[Selection start]

# new mathews drenaline



## dieseldog

Anyone else a little disappointed. Doesn't look like I will have to upgrade this year. I think I will keep the switchback for another year or two. From what i can see the new drenaline is pretty much a SB with thinner limbs. Anyone shot one yet?


----------



## nomrcy

I, too, was disappointed at first. I was expecting something stellar this year, but after shooting this bow alot, I have determined what a great bow they have here! It's lighter by quite a bit and as fast as a Swtichback (Faster than an XT) and still shoots with zero recoil or hand shock.


----------



## HUNTING JUNKY

I also am sort of dissapionted in the drenaline... Nothing really revolutionary from what i could see... But the limb pocket design is totally different, the pivoting limb bolt was very clever in my opinion...

[Selection end]

Written problem 1:
Reproduce, word for word, the stretch of the Drenaline thread above from "I also am sort" through "in my opinion...".
Written problem 2:
Pull out every line of the rows below that contains the string "Target".

[Input data start]

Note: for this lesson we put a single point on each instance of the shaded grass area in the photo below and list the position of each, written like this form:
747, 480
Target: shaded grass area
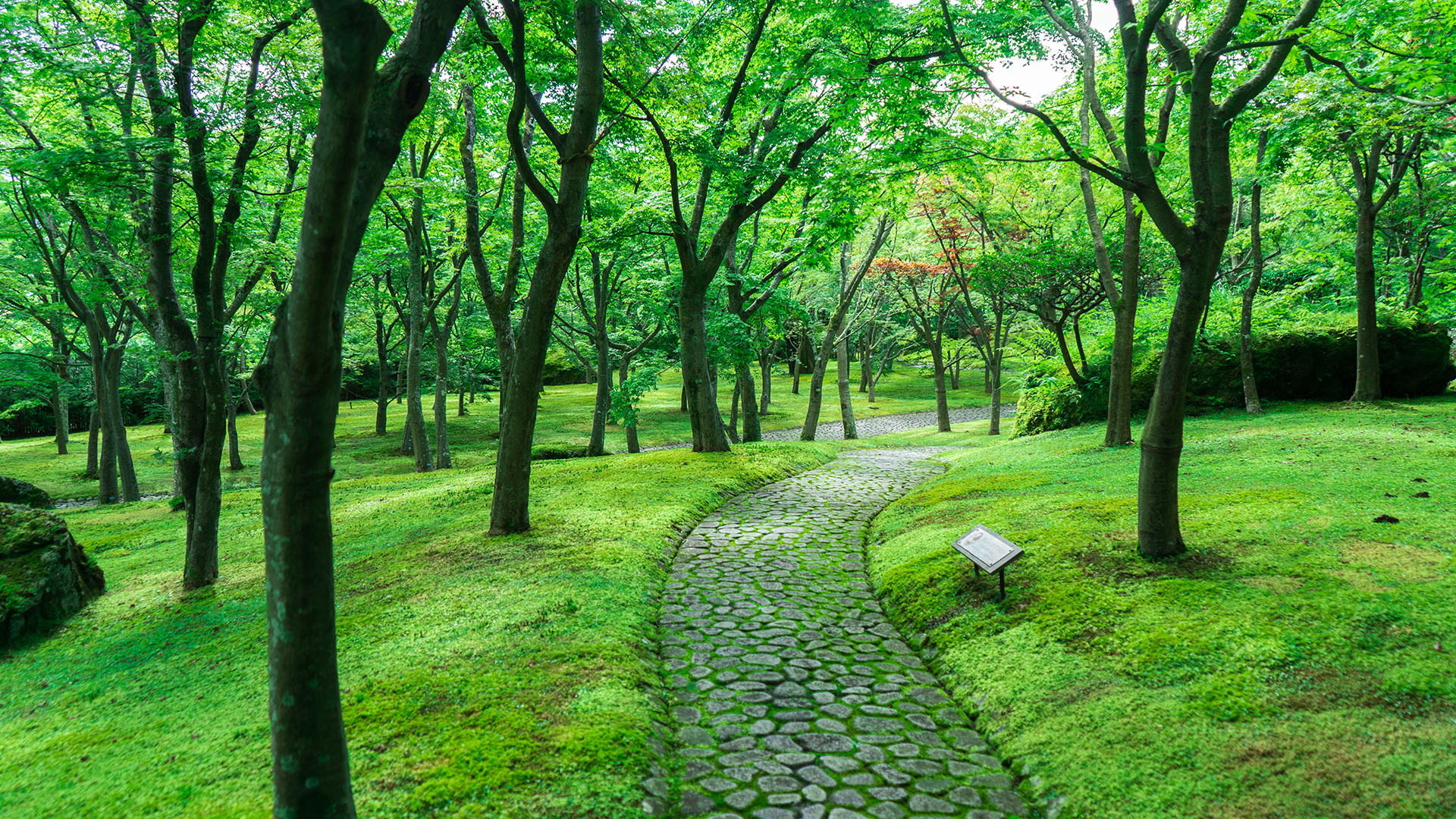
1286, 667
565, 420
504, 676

[Input data end]
[Input data start]

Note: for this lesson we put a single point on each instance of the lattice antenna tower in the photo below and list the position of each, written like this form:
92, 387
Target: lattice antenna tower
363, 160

[Input data end]
[Input data start]

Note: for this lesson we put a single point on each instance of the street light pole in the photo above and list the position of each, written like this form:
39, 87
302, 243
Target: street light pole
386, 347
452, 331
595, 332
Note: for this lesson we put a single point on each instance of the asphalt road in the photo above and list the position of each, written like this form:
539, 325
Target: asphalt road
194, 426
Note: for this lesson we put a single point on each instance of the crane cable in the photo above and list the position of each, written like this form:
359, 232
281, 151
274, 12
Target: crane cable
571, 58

[Input data end]

Written answer 1:
I also am sort of dissapionted in the drenaline... Nothing really revolutionary from what i could see... But the limb pocket design is totally different, the pivoting limb bolt was very clever in my opinion...

Written answer 2:
Target: shaded grass area
Target: lattice antenna tower
Target: street light pole
Target: asphalt road
Target: crane cable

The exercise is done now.